Aim of the task: Repeat exactly the lines from the line containing "spire in the photo above." to the last line of the listing, including both.

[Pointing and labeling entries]
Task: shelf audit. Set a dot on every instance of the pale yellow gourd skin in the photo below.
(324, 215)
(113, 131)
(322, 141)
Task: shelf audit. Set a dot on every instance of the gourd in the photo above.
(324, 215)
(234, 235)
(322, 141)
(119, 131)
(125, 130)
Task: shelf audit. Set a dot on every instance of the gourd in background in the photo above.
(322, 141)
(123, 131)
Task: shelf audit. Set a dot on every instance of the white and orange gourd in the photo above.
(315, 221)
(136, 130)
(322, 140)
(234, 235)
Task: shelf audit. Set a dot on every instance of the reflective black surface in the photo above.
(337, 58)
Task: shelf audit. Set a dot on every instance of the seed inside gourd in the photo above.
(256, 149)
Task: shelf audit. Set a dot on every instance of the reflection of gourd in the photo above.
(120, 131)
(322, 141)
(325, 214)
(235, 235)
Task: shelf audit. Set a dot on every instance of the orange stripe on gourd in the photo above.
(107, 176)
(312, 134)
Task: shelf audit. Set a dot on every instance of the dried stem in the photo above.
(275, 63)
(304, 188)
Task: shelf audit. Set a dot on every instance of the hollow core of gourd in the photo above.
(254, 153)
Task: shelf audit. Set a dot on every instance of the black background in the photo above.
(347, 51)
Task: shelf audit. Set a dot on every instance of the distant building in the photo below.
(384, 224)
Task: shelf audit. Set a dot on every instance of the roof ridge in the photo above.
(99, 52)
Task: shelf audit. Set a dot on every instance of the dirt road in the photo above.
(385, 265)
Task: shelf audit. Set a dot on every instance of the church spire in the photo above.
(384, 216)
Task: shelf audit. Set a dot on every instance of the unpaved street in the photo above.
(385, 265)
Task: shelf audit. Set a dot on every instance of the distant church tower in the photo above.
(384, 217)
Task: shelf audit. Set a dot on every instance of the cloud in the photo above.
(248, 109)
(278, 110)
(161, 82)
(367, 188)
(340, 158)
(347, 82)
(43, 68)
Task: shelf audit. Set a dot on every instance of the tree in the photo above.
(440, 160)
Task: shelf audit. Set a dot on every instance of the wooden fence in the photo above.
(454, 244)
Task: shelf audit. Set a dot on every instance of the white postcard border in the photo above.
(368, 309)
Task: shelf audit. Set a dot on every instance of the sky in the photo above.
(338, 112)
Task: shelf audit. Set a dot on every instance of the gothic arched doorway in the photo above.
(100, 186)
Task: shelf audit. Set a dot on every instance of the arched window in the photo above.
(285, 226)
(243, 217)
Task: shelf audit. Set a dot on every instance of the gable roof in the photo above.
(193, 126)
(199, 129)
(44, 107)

Complete response:
Task: shelf audit. Set a dot on every instance of the church spire in the photo above.
(384, 216)
Task: shelf audit. Set a dot on every instance of the unpaved street in the photo above.
(385, 265)
Task: shelf audit. Set a dot on every instance of the distant church tower in the photo above.
(384, 217)
Task: shelf audit. Set a dot on every instance of the cloud in the photo above.
(248, 109)
(278, 110)
(161, 82)
(367, 188)
(340, 158)
(347, 82)
(43, 68)
Task: shelf audit. Set a dot on every instance of the tree in the photo above.
(440, 160)
Task: shelf audit. Set a dot on every instance of the wooden fence in the photo above.
(454, 244)
Task: shelf audit. Set a dot on every instance of the white postcard border in the photo above.
(368, 309)
Task: shelf audit. Set a dot on every instance of the sky in the photo above.
(338, 112)
Task: shelf audit. Set a dot on every instance of the gothic arched doorway in the photo above.
(100, 186)
Task: shelf audit. Set a dot on every instance of the arched window in the photo above.
(285, 226)
(243, 217)
Task: shelf audit. Set a dot on every instance of the gable roof in the photo above.
(193, 126)
(199, 129)
(44, 107)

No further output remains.